> _課題文_: 以下の抜粋文から、「そもそも、道長には主な夫人が」で始まり「異常事態を阻止したのである。」まで続く部分を、一字も変えずに打ち直してください。

> _抜粋文_:
────────────────

そもそも、道長には主な夫人が二人いた。頼通・教通を生んだ源倫子︵左大臣源雅信の娘︶と能信の母・源明子である。だが、倫子は道長の最初の妻であると同時に当時の現職大臣の娘であり、道長の出世への助けになったのに対し、明子の父は同じ左大臣でも既に故人でしかも安和の変で流罪になった人物であった。そのため、倫子所生の子供達は嫡子扱いを受けて出世を遂げたのに対して、明子所生の子供達はそれより下の出世に限定させられていた。能信の他の兄弟は頼通と協調して自己の出世を図ろうとしたのに対して、能信はそれを拒絶して公然と頼通と口論して父の怒りを買うことすらあったという。このため、1021年︵治安元年︶の正二位権大納言昇進を最後に官位の昇進を見ることはなかった。
1032年︵長元5年︶、異母弟・教通の子信長の元服に際して加冠役を務める。1037年︵長元10年︶、後朱雀天皇の中宮︵後に皇后︶に禎子内親王︵後の陽明門院︶が決まると、その側近である中宮大夫に任じられる。実は既に頼通の養女・嫄子が天皇の新しい后として宮中に入る事が確定しているにも関らず、あえてその対立陣営のトップに立ったのである。そして禎子内親王所生の尊仁親王︵後の後三条天皇︶の後見人を引き受けることになった。やがて1045年︵寛徳2年︶に後朱雀天皇が重態に陥ると、能信は天皇に懇願して、後を継ぐ後冷泉天皇︵親王の異母兄︶に対して﹁尊仁親王を皇太弟にするように﹂という遺言を得るのである。
だが、世間では﹁後冷泉天皇には頼通・教通兄弟がそれぞれ自分の娘を后にしており、男子が生まれれば皇太子は変更されるだろう﹂と噂され、尊仁親王やその春宮大夫となった能信への眼は冷たいものがあり、親王が成人しても后の候補者が決まらなかった。やむを得ず自分の養女︵妻祉子の兄である藤原公成の娘︶である藤原茂子を后にして﹁実父の官位が低すぎる﹂という糾弾を能信が引き受けることで辛うじて﹁皇太子妃不在﹂という異常事態を阻止したのである。

────────────────

> _データ内容_:
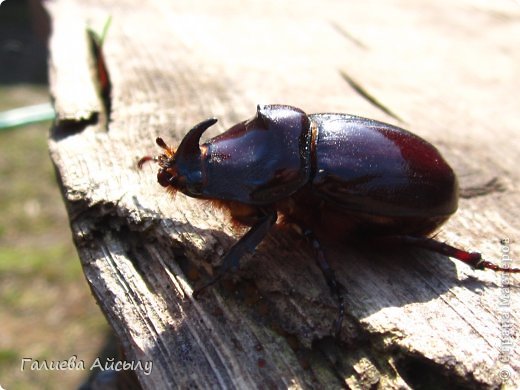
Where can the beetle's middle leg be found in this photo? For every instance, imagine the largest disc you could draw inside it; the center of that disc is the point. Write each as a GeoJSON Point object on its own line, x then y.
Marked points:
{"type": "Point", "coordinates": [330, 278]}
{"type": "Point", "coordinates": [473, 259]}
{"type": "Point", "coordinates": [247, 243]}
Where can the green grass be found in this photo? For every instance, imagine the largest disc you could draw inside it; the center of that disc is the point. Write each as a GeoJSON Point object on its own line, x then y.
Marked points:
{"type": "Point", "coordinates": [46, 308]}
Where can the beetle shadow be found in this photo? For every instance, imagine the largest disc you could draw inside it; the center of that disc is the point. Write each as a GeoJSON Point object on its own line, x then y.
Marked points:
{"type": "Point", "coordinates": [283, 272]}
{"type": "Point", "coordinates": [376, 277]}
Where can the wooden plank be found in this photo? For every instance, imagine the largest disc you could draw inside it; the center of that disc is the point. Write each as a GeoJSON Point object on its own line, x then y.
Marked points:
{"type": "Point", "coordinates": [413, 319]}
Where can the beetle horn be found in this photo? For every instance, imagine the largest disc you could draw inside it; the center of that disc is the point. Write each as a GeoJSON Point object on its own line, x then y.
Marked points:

────────────────

> _解答_:
そもそも、道長には主な夫人が二人いた。頼通・教通を生んだ源倫子︵左大臣源雅信の娘︶と能信の母・源明子である。だが、倫子は道長の最初の妻であると同時に当時の現職大臣の娘であり、道長の出世への助けになったのに対し、明子の父は同じ左大臣でも既に故人でしかも安和の変で流罪になった人物であった。そのため、倫子所生の子供達は嫡子扱いを受けて出世を遂げたのに対して、明子所生の子供達はそれより下の出世に限定させられていた。能信の他の兄弟は頼通と協調して自己の出世を図ろうとしたのに対して、能信はそれを拒絶して公然と頼通と口論して父の怒りを買うことすらあったという。このため、1021年︵治安元年︶の正二位権大納言昇進を最後に官位の昇進を見ることはなかった。
1032年︵長元5年︶、異母弟・教通の子信長の元服に際して加冠役を務める。1037年︵長元10年︶、後朱雀天皇の中宮︵後に皇后︶に禎子内親王︵後の陽明門院︶が決まると、その側近である中宮大夫に任じられる。実は既に頼通の養女・嫄子が天皇の新しい后として宮中に入る事が確定しているにも関らず、あえてその対立陣営のトップに立ったのである。そして禎子内親王所生の尊仁親王︵後の後三条天皇︶の後見人を引き受けることになった。やがて1045年︵寛徳2年︶に後朱雀天皇が重態に陥ると、能信は天皇に懇願して、後を継ぐ後冷泉天皇︵親王の異母兄︶に対して﹁尊仁親王を皇太弟にするように﹂という遺言を得るのである。
だが、世間では﹁後冷泉天皇には頼通・教通兄弟がそれぞれ自分の娘を后にしており、男子が生まれれば皇太子は変更されるだろう﹂と噂され、尊仁親王やその春宮大夫となった能信への眼は冷たいものがあり、親王が成人しても后の候補者が決まらなかった。やむを得ず自分の養女︵妻祉子の兄である藤原公成の娘︶である藤原茂子を后にして﹁実父の官位が低すぎる﹂という糾弾を能信が引き受けることで辛うじて﹁皇太子妃不在﹂という異常事態を阻止したのである。